**To do**
Repeat word for word the line with "Where can the young" and every line after it until the records below run out.

**Labeled-object pointing entries**
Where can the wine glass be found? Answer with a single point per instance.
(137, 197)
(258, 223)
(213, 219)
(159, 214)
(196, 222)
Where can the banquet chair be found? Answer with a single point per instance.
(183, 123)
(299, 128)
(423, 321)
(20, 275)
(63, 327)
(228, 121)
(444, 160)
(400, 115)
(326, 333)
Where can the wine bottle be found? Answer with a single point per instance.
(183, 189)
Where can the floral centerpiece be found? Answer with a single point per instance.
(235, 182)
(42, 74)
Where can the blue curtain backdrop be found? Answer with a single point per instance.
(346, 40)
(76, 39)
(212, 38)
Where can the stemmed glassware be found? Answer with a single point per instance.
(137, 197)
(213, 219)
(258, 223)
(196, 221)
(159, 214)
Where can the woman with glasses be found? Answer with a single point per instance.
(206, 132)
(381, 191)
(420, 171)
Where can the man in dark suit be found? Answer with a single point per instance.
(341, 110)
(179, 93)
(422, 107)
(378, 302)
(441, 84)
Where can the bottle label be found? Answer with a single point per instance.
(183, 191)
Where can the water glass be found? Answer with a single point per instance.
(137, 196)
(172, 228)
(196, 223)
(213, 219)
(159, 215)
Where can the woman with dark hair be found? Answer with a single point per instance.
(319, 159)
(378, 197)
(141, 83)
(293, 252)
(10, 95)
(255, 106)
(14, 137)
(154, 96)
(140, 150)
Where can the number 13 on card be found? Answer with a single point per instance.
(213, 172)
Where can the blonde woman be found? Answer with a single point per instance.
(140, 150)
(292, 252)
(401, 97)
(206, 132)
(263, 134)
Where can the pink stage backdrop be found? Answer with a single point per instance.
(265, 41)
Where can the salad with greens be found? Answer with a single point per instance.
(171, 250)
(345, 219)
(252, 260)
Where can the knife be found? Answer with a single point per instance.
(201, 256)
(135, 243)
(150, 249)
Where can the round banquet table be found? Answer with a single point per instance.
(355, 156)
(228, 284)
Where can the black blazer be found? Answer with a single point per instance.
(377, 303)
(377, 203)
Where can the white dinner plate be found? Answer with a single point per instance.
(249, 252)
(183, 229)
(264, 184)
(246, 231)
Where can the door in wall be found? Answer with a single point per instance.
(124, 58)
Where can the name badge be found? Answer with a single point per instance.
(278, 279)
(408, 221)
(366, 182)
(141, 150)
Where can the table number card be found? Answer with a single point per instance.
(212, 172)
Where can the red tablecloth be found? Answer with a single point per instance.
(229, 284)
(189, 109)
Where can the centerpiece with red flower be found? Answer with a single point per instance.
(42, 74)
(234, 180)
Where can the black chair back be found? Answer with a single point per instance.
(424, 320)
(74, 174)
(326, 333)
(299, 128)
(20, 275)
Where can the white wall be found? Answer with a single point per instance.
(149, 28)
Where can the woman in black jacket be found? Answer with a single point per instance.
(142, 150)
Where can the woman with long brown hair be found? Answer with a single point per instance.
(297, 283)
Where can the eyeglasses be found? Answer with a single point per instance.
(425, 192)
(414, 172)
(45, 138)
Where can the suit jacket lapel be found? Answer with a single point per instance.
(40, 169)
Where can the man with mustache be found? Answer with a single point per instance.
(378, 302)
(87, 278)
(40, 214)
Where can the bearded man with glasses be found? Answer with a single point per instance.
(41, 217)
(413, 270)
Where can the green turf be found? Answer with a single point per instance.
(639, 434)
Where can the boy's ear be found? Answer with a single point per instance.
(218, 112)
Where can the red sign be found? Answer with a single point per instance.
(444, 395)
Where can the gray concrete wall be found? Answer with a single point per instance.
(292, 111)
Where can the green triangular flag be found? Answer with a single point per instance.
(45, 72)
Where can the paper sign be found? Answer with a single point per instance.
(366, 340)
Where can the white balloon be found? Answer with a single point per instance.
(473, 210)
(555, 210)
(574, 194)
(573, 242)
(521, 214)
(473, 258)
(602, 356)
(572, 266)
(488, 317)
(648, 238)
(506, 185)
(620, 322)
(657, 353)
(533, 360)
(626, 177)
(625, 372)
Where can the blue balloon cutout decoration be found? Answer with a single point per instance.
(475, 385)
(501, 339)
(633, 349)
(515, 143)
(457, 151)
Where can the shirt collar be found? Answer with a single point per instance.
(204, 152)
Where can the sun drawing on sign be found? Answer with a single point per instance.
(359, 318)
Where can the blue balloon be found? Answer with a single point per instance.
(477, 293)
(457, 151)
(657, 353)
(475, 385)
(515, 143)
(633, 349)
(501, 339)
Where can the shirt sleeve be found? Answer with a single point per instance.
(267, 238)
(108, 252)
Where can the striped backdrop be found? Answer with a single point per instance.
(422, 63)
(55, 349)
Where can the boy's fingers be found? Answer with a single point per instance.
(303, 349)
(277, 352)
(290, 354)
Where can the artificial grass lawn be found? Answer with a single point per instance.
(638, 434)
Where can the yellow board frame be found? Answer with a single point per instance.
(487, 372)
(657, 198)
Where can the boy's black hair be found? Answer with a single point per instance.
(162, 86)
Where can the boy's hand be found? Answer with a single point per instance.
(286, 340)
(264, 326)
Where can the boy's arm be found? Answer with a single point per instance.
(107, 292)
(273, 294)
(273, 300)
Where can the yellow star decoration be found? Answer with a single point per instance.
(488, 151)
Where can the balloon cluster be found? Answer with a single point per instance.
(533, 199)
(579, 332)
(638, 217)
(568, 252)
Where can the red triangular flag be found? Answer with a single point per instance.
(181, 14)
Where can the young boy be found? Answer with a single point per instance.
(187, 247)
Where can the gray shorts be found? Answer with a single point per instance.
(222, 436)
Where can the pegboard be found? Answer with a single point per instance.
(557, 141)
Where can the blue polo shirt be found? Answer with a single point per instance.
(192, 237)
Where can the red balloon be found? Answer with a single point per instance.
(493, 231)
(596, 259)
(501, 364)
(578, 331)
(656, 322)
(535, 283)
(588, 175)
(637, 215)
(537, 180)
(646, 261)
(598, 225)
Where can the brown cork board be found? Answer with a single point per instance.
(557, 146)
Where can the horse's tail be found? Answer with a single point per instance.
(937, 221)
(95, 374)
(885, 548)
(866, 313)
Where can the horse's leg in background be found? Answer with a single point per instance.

**Answer to the task**
Where can the young boy be found? Answer with a single point per instance.
(187, 247)
Where can the gray shorts be found? Answer with a single point per instance.
(222, 436)
Where can the pegboard be found? Answer with a single point per instance.
(557, 141)
Where can the blue polo shirt be found? Answer with a single point per instance.
(192, 237)
Where can the red balloon be found? Answer with a single point per instance.
(493, 231)
(596, 259)
(501, 364)
(578, 331)
(656, 322)
(535, 283)
(588, 175)
(637, 215)
(537, 180)
(646, 261)
(598, 225)
Where can the brown cork board be found? Answer with a single point per instance.
(557, 146)
Where can the horse's tail be found? Answer with a single point per instance.
(937, 221)
(95, 374)
(885, 548)
(866, 313)
Where can the horse's leg in background be found? Answer with a single point per instance.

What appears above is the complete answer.